▸ WHAT YOU NEED TO DO
Reproduce all of the material below, line for line and unchanged.

▸ SOURCE RECORDS
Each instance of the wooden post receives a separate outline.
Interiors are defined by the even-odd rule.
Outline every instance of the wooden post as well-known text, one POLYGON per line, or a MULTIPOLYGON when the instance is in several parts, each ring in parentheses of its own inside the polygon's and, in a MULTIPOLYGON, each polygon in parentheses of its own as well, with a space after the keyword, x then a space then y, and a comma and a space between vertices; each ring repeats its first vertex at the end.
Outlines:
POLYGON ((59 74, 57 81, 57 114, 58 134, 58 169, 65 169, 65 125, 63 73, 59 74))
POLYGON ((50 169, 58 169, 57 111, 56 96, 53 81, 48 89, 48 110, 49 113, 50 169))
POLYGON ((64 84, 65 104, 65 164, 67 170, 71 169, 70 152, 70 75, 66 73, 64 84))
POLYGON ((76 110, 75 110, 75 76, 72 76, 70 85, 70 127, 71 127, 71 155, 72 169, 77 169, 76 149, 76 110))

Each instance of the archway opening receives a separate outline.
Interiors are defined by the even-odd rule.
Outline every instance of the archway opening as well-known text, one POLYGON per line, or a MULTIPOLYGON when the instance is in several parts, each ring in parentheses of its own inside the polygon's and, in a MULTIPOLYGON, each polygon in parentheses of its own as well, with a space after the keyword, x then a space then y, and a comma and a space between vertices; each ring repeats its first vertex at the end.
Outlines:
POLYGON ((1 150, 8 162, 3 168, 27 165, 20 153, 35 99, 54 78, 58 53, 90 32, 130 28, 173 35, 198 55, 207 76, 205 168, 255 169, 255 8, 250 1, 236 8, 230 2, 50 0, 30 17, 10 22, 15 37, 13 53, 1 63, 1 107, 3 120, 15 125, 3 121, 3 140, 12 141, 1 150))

▸ CORRECT ANSWER
Each instance of the wooden post receives a separate outline.
Interiors are defined by the even-odd rule.
Outline every instance of the wooden post as well-known text, one POLYGON per line, or a MULTIPOLYGON when the instance is in several parts, each ring in parentheses of its own inside the polygon's and, in a MULTIPOLYGON, each polygon in parentheses of its own as well, with a space after the keyword, x then a space then y, and a comma and a space between vertices; each ring repeats its first vertex at the end.
Outlines:
POLYGON ((59 74, 57 81, 57 114, 58 134, 58 169, 65 169, 65 125, 63 73, 59 74))
POLYGON ((50 169, 58 169, 57 111, 56 96, 53 81, 48 89, 48 110, 49 113, 50 169))
POLYGON ((64 84, 65 104, 65 164, 67 170, 71 169, 70 152, 70 75, 66 73, 64 84))
POLYGON ((76 110, 75 110, 75 76, 72 76, 70 85, 70 127, 71 127, 71 155, 72 169, 77 169, 76 149, 76 110))

Each instance of the archway opening receives a separate outline.
Interiors are defined by the even-odd rule.
Outline every instance of the archway opening as well-known text, one POLYGON per line, or a MULTIPOLYGON when the instance is in several parts, each ring in parentheses of its own inside the polygon's and, in a MULTIPOLYGON, each polygon in parentheses of its own as well, with a space after the keyword, x then a space then y, and a comma and a space between vertices; each ring repeats its first vertex at the end.
Outlines:
POLYGON ((1 150, 8 162, 3 168, 27 165, 20 153, 35 99, 54 78, 58 53, 90 32, 130 28, 173 35, 198 55, 207 76, 205 168, 255 169, 255 8, 250 1, 236 8, 230 2, 50 0, 30 17, 10 22, 15 37, 13 53, 1 63, 1 107, 3 120, 15 125, 3 121, 3 140, 12 141, 1 150))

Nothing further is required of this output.